**** Okuma metni
Netflix, Habitat Derneği ve ICC Türkiye
iş birliğiyle hayata geçirilen Geleceğin Ekranı Projesi, geniş kapsamlı bir
zirve ile yoluna devam ediyor. 10 Mart Perşembe günü İstanbul’da
gerçekleştirilen Geleceğin Ekranı Zirvesi’nde, projenin ilk altı ayında elde
edilen kazanımlar paylaşılırken, dijital okuryazarlık ve dijital ebeveynlik
bilincinin toplum geneline yayılmasının önemi bir kez daha vurgulandı.
Netflix Kamu Politikaları Direktörü Pelin Mavili’nin açılış konuşmasıyla başlayan zirveye, proje ortaklarının üst düzey
yöneticilerinin yanı sıra RTÜK Başkanı
Ebubekir Şahin ve UNICEF Türkiye İletişim
Bölüm Başkanı Sema Hosta katıldı. Mavili,
konuşmasında şunları kaydetti: “Dijital dünyanın güç kazanması, dünya genelinde
olduğu gibi ülkemizde de içerik tüketim alışkanlıklarına yön veriyor. Böyle bir
dönemde, dijital okuryazarlık ve dijital ebeveynlik bilincinin toplum geneline
yayılmasını ve çocuklarımızın bu bilinçle yetişmesini önemli buluyoruz. Bu
amaçla hayata geçirdiğimiz Geleceğin Ekranı Projesi, kısa sürede Türkiye'nin
dört bir yanındaki öğretmen, ebeveyn ve dinleyicilere ulaştı. Proje kapsamında
hem katılımcıların görüşlerini dinleme hem de onları dijital dünyaya dair en
güncel bilgi, uygulama ve araçlarla buluşturma şansını yakaladık. Netflix
olarak başta akıllı işaretler ve ebeveyn kontrolleri olmak üzere ailelerin
çocukları için en doğru tercihleri yapmasını kolaylaştıran araçlar sunuyoruz.
Çocuklarımızın geleceği açısından büyük önem taşıyan bu konuda üzerimize düşeni
yapmaya devam edeceğiz."
RTÜK BAŞKANI:
“DİJİTAL OKURYAZARLIĞI ÇOK ÖNEMSİYORUZ”
********
**** Verilen satırlar
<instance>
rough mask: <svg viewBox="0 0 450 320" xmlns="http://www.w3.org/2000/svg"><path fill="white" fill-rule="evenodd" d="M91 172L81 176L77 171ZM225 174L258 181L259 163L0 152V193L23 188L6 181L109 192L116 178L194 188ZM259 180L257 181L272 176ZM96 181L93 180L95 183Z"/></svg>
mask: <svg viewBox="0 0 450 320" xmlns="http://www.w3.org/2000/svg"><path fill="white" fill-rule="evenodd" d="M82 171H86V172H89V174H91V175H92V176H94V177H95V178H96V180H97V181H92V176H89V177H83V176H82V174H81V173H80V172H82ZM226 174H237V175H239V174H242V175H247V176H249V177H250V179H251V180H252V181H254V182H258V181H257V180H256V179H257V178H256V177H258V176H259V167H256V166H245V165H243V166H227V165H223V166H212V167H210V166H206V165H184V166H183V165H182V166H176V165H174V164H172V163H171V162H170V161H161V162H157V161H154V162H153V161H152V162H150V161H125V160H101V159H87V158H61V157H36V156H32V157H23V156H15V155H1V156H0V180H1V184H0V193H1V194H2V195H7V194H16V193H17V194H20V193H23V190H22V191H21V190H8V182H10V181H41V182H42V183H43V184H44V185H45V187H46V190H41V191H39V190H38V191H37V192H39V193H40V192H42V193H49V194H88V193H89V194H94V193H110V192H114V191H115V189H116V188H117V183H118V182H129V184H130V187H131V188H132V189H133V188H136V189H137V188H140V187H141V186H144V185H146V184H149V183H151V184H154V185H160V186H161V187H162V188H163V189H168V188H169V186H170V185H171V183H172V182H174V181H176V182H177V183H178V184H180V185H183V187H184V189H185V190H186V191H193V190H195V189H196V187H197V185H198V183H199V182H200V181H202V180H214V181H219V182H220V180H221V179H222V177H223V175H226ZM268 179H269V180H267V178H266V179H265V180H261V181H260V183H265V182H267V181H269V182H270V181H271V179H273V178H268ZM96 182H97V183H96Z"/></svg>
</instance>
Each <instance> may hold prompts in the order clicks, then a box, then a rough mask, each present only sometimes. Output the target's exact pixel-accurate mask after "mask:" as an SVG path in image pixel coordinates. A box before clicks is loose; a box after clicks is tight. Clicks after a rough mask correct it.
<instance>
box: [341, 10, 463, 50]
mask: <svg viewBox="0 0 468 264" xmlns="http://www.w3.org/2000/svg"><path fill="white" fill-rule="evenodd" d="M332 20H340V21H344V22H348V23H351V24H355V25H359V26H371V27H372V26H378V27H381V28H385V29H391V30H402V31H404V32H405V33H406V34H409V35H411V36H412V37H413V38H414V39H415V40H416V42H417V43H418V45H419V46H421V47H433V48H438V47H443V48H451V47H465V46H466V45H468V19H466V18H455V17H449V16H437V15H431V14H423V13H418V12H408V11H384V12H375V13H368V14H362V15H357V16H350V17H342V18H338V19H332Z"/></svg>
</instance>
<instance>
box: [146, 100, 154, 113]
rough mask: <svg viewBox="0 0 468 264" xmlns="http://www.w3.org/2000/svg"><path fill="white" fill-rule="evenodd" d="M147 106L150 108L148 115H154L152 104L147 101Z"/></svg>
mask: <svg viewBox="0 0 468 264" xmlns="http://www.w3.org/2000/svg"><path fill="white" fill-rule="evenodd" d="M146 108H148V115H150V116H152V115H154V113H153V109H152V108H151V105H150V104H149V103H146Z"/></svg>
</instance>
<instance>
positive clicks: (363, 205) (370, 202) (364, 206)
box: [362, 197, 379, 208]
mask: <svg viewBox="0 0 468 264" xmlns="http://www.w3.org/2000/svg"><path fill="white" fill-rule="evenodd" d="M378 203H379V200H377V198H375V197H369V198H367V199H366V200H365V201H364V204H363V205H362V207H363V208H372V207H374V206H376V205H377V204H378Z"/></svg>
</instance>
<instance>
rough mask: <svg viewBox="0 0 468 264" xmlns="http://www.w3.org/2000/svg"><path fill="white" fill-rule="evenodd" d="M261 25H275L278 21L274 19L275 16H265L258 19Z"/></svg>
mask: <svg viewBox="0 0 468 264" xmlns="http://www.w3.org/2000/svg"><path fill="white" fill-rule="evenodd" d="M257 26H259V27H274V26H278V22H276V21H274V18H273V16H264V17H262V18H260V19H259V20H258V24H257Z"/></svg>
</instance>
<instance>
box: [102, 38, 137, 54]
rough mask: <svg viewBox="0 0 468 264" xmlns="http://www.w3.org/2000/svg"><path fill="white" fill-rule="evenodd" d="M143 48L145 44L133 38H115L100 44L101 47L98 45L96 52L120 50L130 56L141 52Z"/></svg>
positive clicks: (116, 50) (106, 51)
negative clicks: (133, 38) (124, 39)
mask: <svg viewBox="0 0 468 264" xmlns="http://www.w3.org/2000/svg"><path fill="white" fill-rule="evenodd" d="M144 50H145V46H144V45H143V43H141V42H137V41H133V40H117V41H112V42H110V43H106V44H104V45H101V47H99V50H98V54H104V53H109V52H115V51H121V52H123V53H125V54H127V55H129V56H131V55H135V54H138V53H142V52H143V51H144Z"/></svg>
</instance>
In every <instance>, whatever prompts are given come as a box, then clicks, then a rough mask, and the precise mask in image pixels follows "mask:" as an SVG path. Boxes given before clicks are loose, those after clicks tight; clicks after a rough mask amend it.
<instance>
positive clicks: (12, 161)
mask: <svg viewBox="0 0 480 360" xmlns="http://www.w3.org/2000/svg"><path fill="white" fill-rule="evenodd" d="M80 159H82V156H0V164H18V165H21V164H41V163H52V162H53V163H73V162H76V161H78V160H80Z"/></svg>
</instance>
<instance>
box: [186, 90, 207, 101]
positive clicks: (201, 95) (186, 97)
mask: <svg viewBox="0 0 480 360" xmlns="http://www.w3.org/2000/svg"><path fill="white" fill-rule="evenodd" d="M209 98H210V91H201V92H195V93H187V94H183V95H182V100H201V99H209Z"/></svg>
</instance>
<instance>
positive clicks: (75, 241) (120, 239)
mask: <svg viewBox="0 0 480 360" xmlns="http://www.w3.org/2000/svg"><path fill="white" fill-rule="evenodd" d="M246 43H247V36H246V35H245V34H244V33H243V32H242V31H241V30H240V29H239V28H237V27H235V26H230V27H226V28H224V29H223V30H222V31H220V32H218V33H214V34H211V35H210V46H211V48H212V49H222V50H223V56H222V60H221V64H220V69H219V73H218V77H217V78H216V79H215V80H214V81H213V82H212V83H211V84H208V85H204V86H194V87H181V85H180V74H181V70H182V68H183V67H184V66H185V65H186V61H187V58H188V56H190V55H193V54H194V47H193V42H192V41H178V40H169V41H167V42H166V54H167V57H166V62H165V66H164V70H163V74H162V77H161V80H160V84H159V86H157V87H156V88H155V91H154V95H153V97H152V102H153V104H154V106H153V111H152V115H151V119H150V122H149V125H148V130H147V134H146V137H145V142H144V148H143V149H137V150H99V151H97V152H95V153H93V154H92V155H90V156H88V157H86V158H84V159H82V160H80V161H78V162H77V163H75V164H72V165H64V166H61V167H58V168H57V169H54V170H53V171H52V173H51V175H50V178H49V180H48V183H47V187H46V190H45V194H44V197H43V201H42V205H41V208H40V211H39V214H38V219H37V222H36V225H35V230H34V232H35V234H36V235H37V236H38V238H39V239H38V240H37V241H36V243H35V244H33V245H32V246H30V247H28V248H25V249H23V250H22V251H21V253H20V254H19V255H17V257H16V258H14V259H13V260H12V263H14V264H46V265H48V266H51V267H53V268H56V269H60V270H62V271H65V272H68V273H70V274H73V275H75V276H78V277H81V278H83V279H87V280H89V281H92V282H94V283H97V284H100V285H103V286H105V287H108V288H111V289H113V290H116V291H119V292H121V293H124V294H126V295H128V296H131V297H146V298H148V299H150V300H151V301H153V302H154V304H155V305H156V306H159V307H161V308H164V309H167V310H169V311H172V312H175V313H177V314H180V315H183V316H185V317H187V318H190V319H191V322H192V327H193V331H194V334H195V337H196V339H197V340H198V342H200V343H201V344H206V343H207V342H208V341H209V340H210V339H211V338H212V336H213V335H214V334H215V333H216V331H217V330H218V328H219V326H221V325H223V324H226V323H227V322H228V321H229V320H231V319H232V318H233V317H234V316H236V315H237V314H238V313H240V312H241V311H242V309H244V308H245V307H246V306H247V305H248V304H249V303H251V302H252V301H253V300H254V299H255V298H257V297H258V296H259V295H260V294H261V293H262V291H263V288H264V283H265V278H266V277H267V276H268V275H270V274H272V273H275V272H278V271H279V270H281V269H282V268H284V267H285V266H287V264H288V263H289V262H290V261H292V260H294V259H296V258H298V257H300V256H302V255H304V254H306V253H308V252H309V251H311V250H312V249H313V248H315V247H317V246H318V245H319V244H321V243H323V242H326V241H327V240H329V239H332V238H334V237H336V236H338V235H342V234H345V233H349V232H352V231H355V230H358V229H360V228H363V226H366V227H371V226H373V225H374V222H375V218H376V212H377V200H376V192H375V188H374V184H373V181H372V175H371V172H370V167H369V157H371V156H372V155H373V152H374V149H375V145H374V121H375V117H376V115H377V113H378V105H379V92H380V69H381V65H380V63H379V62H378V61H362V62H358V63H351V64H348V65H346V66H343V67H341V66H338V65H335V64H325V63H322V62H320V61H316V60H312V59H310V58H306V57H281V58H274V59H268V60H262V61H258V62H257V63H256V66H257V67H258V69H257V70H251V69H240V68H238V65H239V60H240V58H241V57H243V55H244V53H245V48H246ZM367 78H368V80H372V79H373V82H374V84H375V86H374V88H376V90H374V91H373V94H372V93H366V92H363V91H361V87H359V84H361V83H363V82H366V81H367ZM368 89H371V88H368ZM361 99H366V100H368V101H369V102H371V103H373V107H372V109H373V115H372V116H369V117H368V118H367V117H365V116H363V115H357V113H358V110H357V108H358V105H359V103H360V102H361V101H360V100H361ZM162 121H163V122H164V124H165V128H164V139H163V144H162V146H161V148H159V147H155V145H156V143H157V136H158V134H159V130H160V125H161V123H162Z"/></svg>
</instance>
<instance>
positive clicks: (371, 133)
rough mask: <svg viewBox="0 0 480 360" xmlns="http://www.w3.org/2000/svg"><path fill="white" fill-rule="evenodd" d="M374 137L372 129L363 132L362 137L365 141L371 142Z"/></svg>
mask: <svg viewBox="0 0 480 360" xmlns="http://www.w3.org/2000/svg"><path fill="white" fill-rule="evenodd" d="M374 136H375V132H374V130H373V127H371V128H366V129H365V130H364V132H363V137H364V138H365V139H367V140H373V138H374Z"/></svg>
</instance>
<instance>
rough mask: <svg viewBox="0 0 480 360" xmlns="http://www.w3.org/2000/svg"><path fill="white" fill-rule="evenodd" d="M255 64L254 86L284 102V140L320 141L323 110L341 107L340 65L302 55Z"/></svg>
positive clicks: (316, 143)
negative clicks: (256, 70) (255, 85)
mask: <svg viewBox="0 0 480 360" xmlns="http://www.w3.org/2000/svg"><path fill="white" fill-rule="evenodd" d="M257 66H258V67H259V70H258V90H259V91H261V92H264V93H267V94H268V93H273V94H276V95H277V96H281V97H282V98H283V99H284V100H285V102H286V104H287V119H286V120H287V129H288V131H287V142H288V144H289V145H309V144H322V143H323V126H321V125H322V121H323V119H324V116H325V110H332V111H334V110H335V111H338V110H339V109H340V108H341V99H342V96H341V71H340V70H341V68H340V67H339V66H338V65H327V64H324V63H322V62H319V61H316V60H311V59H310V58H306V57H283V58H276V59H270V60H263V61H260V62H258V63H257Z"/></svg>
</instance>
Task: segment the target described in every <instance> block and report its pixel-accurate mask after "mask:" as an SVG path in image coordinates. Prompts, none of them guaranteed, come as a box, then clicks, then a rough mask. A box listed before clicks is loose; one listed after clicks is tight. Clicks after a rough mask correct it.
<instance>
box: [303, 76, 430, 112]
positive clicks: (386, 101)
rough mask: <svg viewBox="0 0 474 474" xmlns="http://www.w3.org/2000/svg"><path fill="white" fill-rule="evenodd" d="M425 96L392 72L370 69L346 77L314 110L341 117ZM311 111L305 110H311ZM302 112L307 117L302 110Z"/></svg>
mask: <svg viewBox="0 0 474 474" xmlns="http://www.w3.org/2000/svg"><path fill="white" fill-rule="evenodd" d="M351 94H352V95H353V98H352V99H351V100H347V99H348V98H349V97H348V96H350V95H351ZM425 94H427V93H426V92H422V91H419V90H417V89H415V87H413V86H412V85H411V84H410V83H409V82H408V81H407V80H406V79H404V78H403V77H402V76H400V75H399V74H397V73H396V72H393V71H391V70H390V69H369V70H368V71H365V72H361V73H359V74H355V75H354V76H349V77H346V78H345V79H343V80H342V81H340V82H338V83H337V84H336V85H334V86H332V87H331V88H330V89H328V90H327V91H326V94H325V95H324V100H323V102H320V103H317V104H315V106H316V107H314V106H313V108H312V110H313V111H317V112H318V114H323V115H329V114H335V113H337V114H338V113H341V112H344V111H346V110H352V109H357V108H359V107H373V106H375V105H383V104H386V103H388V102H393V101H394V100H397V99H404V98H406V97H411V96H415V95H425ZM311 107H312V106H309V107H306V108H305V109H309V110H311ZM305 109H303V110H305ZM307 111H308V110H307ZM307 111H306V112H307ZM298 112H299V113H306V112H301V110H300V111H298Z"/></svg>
********
### Yönergeler
**1.** Metnin "Netflix, Habitat Derneği" ile "kez daha vurgulandı." arasındaki kısmını, her ikisi de dahil olmak üzere, "Geleceğin Ekranı" adını "Yarının Ekranı" olarak değiştirip yeniden yazın.
**2.** Satırlarda "accurate" kelimesinin geçtiği her satırı kopyalayın. Büyük ve küçük harf ayrımı dikkate alınmalıdır.

### Görevlerin cevapları
**1.**
Netflix, Habitat Derneği ve ICC Türkiye
iş birliğiyle hayata geçirilen Yarının Ekranı Projesi, geniş kapsamlı bir
zirve ile yoluna devam ediyor. 10 Mart Perşembe günü İstanbul’da
gerçekleştirilen Yarının Ekranı Zirvesi’nde, projenin ilk altı ayında elde
edilen kazanımlar paylaşılırken, dijital okuryazarlık ve dijital ebeveynlik
bilincinin toplum geneline yayılmasının önemi bir kez daha vurgulandı.

**2.**
Each <instance> may hold prompts in the order clicks, then a box, then a rough mask, each present only sometimes. Output the target's exact pixel-accurate mask after "mask:" as an SVG path in image pixel coordinates. A box before clicks is loose; a box after clicks is tight. Clicks after a rough mask correct it.
Task: segment the target described in every <instance> block and report its pixel-accurate mask after "mask:" as an SVG path in image coordinates. Prompts, none of them guaranteed, come as a box, then clicks, then a rough mask. A box listed before clicks is loose; one listed after clicks is tight. Clicks after a rough mask correct it.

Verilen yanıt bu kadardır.